* Task instructions
Take the entries below and print all of them exactly, please.

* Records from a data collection
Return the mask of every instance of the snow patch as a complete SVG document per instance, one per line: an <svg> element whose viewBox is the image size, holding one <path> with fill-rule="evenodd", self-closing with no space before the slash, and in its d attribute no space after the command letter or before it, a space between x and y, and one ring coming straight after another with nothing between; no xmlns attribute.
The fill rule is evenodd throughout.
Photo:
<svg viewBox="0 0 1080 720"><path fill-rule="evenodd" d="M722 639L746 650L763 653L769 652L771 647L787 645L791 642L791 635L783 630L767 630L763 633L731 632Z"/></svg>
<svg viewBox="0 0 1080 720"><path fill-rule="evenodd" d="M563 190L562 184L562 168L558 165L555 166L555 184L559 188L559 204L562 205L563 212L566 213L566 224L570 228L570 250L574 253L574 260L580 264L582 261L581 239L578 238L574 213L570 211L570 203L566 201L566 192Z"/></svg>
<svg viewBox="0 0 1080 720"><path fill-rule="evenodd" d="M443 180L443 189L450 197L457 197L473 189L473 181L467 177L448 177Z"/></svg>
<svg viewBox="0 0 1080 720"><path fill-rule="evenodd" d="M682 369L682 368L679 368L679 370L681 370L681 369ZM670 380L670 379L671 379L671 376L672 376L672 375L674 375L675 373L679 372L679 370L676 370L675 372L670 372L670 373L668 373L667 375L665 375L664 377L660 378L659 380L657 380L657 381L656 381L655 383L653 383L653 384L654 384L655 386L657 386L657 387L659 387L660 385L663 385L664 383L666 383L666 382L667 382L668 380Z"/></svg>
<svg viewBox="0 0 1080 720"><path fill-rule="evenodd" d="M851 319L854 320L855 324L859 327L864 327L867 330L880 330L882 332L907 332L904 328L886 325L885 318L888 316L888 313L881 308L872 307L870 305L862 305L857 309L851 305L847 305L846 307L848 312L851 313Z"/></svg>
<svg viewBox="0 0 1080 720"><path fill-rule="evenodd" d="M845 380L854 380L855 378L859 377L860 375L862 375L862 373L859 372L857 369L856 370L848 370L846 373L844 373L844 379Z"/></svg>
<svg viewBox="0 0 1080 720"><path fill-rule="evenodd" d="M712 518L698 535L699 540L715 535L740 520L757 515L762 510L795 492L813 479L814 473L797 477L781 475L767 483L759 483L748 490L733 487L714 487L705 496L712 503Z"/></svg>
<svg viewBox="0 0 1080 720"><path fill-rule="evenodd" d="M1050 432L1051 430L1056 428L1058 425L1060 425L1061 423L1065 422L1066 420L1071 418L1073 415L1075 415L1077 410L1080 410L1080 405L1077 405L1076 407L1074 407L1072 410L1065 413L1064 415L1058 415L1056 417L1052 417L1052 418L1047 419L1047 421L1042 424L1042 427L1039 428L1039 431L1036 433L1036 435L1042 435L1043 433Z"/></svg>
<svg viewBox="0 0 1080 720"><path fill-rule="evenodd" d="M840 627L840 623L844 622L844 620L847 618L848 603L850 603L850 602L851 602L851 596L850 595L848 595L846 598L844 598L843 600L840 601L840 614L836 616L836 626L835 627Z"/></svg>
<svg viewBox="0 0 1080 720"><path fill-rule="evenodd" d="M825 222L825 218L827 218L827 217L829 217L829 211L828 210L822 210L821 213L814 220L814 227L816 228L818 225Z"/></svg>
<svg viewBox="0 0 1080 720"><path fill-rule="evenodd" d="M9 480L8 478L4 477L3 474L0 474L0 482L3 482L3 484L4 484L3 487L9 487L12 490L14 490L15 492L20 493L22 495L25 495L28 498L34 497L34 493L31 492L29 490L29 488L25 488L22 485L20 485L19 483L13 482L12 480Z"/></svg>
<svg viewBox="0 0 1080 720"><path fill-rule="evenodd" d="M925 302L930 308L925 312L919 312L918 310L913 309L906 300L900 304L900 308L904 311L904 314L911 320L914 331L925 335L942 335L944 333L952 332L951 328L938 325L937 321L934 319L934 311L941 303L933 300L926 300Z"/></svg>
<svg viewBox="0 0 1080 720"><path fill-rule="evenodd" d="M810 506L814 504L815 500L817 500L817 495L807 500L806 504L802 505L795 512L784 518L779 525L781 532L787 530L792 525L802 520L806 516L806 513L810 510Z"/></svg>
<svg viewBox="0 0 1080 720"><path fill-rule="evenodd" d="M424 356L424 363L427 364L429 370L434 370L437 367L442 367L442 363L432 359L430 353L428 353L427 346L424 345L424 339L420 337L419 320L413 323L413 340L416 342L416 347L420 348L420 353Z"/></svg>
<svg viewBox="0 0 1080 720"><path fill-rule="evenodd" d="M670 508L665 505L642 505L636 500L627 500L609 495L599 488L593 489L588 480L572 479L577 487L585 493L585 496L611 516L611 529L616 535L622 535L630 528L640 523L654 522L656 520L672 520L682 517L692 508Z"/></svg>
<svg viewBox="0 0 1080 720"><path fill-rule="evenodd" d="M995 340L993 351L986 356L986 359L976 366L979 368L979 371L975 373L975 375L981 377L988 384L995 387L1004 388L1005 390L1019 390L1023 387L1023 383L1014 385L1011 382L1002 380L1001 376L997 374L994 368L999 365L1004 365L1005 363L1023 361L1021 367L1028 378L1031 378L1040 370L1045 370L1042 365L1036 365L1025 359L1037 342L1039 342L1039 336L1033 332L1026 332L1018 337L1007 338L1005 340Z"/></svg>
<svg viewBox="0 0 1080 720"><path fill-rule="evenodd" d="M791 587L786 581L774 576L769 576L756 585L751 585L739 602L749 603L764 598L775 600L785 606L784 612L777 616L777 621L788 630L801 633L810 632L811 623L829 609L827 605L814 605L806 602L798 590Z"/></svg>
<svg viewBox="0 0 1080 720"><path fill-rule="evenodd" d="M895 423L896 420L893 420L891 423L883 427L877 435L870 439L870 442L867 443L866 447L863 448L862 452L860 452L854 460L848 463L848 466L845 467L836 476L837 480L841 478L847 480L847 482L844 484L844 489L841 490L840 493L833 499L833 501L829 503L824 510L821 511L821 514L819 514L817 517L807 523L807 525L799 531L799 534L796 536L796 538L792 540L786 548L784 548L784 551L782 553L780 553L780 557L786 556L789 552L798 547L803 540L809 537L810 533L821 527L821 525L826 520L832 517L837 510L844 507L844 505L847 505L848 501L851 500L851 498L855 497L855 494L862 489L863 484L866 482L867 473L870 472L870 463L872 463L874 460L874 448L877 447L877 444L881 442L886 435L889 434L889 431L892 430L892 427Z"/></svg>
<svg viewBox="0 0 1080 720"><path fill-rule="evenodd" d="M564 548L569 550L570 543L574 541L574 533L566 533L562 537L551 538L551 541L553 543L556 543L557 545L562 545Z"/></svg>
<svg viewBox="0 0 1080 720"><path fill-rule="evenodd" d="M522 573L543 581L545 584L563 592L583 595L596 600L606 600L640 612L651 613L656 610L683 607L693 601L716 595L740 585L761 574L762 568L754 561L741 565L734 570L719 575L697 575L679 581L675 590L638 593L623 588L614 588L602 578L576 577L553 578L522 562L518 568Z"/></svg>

* Solution
Return the mask of every instance of the snow patch as a complete SVG document per instance, one per line: an <svg> element whose viewBox is the image size, holding one <path> with fill-rule="evenodd", self-closing with no space before the slash, and in its d attribute no space after the command letter or before it, a space between x and y, and one ring coming straight after another with nothing between; no xmlns attribute.
The fill rule is evenodd throughout.
Photo:
<svg viewBox="0 0 1080 720"><path fill-rule="evenodd" d="M722 639L746 650L763 653L769 652L771 647L787 645L791 642L791 635L783 630L767 630L763 633L731 632Z"/></svg>
<svg viewBox="0 0 1080 720"><path fill-rule="evenodd" d="M563 190L562 184L562 168L558 165L555 166L555 184L559 188L559 204L562 205L563 212L566 213L566 224L570 228L570 250L574 253L574 260L580 264L582 261L581 239L578 238L574 213L570 211L570 203L566 201L566 192Z"/></svg>
<svg viewBox="0 0 1080 720"><path fill-rule="evenodd" d="M443 180L443 189L450 197L457 197L473 189L473 181L467 177L448 177Z"/></svg>
<svg viewBox="0 0 1080 720"><path fill-rule="evenodd" d="M682 369L682 368L679 368L679 370L681 370L681 369ZM670 380L670 379L671 379L671 376L672 376L672 375L674 375L675 373L679 372L679 370L676 370L675 372L670 372L670 373L668 373L667 375L665 375L664 377L660 378L659 380L657 380L657 381L656 381L655 383L653 383L653 384L654 384L655 386L657 386L657 387L659 387L660 385L663 385L664 383L666 383L666 382L667 382L668 380Z"/></svg>
<svg viewBox="0 0 1080 720"><path fill-rule="evenodd" d="M851 319L854 320L855 324L859 327L864 327L867 330L880 330L882 332L907 332L904 328L886 325L885 318L888 316L888 313L881 308L872 307L870 305L862 305L857 309L851 305L847 305L846 307L848 312L851 313Z"/></svg>
<svg viewBox="0 0 1080 720"><path fill-rule="evenodd" d="M845 380L854 380L855 378L859 377L860 375L862 375L862 373L859 372L857 369L856 370L848 370L846 373L844 373L844 379Z"/></svg>
<svg viewBox="0 0 1080 720"><path fill-rule="evenodd" d="M712 518L698 535L699 540L715 535L740 520L757 515L762 510L795 492L813 479L814 473L797 477L781 475L767 483L759 483L748 490L733 487L714 487L705 496L712 503Z"/></svg>
<svg viewBox="0 0 1080 720"><path fill-rule="evenodd" d="M1050 432L1051 430L1056 428L1058 425L1060 425L1061 423L1065 422L1066 420L1071 418L1073 415L1075 415L1077 410L1080 410L1080 405L1077 405L1076 407L1074 407L1072 410L1065 413L1064 415L1058 415L1056 417L1052 417L1052 418L1047 419L1047 421L1042 424L1042 427L1039 428L1039 431L1036 433L1036 435L1042 435L1043 433Z"/></svg>
<svg viewBox="0 0 1080 720"><path fill-rule="evenodd" d="M840 627L840 623L844 622L844 620L847 618L848 603L850 603L850 602L851 602L851 596L850 595L848 595L846 598L844 598L843 600L840 601L840 614L836 616L836 626L835 627Z"/></svg>
<svg viewBox="0 0 1080 720"><path fill-rule="evenodd" d="M825 222L825 218L827 218L827 217L829 217L829 211L828 210L822 210L821 213L814 220L814 227L816 228L818 225Z"/></svg>
<svg viewBox="0 0 1080 720"><path fill-rule="evenodd" d="M9 480L8 478L4 477L3 474L0 474L0 482L3 482L3 484L4 484L3 487L9 487L12 490L14 490L15 492L20 493L22 495L25 495L28 498L34 497L34 493L31 492L29 490L29 488L25 488L22 485L20 485L19 483L13 482L12 480Z"/></svg>
<svg viewBox="0 0 1080 720"><path fill-rule="evenodd" d="M925 302L930 308L925 312L919 312L918 310L913 309L906 300L900 304L900 308L904 311L904 314L911 320L914 331L925 335L942 335L944 333L952 332L951 328L938 325L937 321L934 319L934 311L941 303L933 300L926 300Z"/></svg>
<svg viewBox="0 0 1080 720"><path fill-rule="evenodd" d="M810 506L814 504L815 500L817 500L817 495L807 500L806 504L802 505L795 512L784 518L779 525L781 532L787 530L792 525L802 520L806 516L806 513L810 510Z"/></svg>
<svg viewBox="0 0 1080 720"><path fill-rule="evenodd" d="M424 356L424 363L427 364L429 370L434 370L437 367L442 367L442 363L432 359L430 353L428 353L427 346L424 345L424 339L420 337L419 320L413 323L413 340L416 342L416 347L420 348L420 353Z"/></svg>
<svg viewBox="0 0 1080 720"><path fill-rule="evenodd" d="M670 508L665 505L642 505L636 500L627 500L609 495L599 488L593 489L588 480L572 479L577 487L585 493L585 496L611 516L611 529L616 535L622 535L630 528L640 523L654 522L656 520L672 520L682 517L692 508Z"/></svg>
<svg viewBox="0 0 1080 720"><path fill-rule="evenodd" d="M995 340L993 351L986 356L986 359L976 366L979 368L979 371L975 373L975 375L981 377L988 384L995 387L1004 388L1005 390L1019 390L1023 387L1023 383L1014 385L1011 382L1002 380L1001 376L997 374L994 368L999 365L1004 365L1005 363L1023 361L1021 367L1028 378L1031 378L1040 370L1045 370L1042 365L1036 365L1025 359L1037 342L1039 342L1039 336L1033 332L1026 332L1018 337L1007 338L1005 340Z"/></svg>
<svg viewBox="0 0 1080 720"><path fill-rule="evenodd" d="M791 587L786 581L774 576L769 576L756 585L751 585L739 602L749 603L764 598L775 600L785 606L784 612L777 616L777 621L788 630L801 633L810 632L811 623L829 609L827 605L814 605L806 602L798 590Z"/></svg>
<svg viewBox="0 0 1080 720"><path fill-rule="evenodd" d="M895 423L896 420L893 420L891 423L883 427L877 435L870 439L870 442L867 443L866 447L863 448L862 452L860 452L854 460L848 463L848 466L845 467L836 476L837 480L841 478L847 480L847 482L844 484L844 489L841 490L840 493L833 499L833 501L829 503L824 510L821 511L821 514L819 514L817 517L807 523L807 525L799 531L799 534L796 536L796 538L792 540L786 548L784 548L784 551L782 553L780 553L780 557L786 556L789 552L798 547L803 540L809 537L810 533L821 527L821 525L826 520L832 517L837 510L844 507L844 505L847 505L848 501L851 500L851 498L855 497L855 494L862 489L863 484L866 482L867 473L870 472L870 463L872 463L874 460L874 448L877 447L877 444L881 442L886 435L889 434L889 431L892 430L892 427Z"/></svg>
<svg viewBox="0 0 1080 720"><path fill-rule="evenodd" d="M564 548L569 550L570 543L574 541L574 533L566 533L562 537L551 538L551 541L553 543L556 543L557 545L562 545Z"/></svg>
<svg viewBox="0 0 1080 720"><path fill-rule="evenodd" d="M522 573L543 581L545 584L563 592L583 595L596 600L606 600L640 612L651 613L656 610L683 607L693 601L716 595L740 585L761 574L762 568L754 561L741 565L734 570L719 575L697 575L679 581L675 590L638 593L623 588L614 588L602 578L576 577L553 578L522 562L518 568Z"/></svg>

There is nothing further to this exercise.